**Work required:**
Rewrite the lines below as a numbered list, omitting blank lines and leaving out the pictures.

**Supplied material:**

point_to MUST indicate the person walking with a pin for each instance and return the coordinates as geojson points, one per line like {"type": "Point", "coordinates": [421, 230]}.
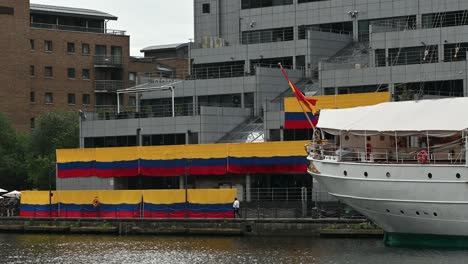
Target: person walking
{"type": "Point", "coordinates": [236, 206]}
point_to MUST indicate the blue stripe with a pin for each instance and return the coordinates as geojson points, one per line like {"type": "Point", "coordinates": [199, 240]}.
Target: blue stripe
{"type": "Point", "coordinates": [211, 207]}
{"type": "Point", "coordinates": [267, 161]}
{"type": "Point", "coordinates": [209, 162]}
{"type": "Point", "coordinates": [98, 165]}
{"type": "Point", "coordinates": [164, 207]}
{"type": "Point", "coordinates": [76, 165]}
{"type": "Point", "coordinates": [162, 163]}
{"type": "Point", "coordinates": [297, 116]}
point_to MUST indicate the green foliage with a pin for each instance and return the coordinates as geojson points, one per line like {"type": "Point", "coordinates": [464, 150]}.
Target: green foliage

**Answer below:**
1. point_to MUST indicate the person walking with a pin for each instance and return the coordinates as geojson points, one per line like {"type": "Point", "coordinates": [421, 230]}.
2. Target: person walking
3. {"type": "Point", "coordinates": [236, 206]}
4. point_to MUST indicate the blue stripe with a pin for each instance and return the coordinates as geojson points, one per line like {"type": "Point", "coordinates": [199, 240]}.
5. Target: blue stripe
6. {"type": "Point", "coordinates": [211, 207]}
7. {"type": "Point", "coordinates": [267, 161]}
8. {"type": "Point", "coordinates": [209, 162]}
9. {"type": "Point", "coordinates": [98, 165]}
10. {"type": "Point", "coordinates": [164, 207]}
11. {"type": "Point", "coordinates": [76, 165]}
12. {"type": "Point", "coordinates": [162, 163]}
13. {"type": "Point", "coordinates": [297, 116]}
14. point_to MUST indicate the green foliage with a pin for each instance and return the coordinates as geojson points, one per line like {"type": "Point", "coordinates": [464, 150]}.
15. Target: green foliage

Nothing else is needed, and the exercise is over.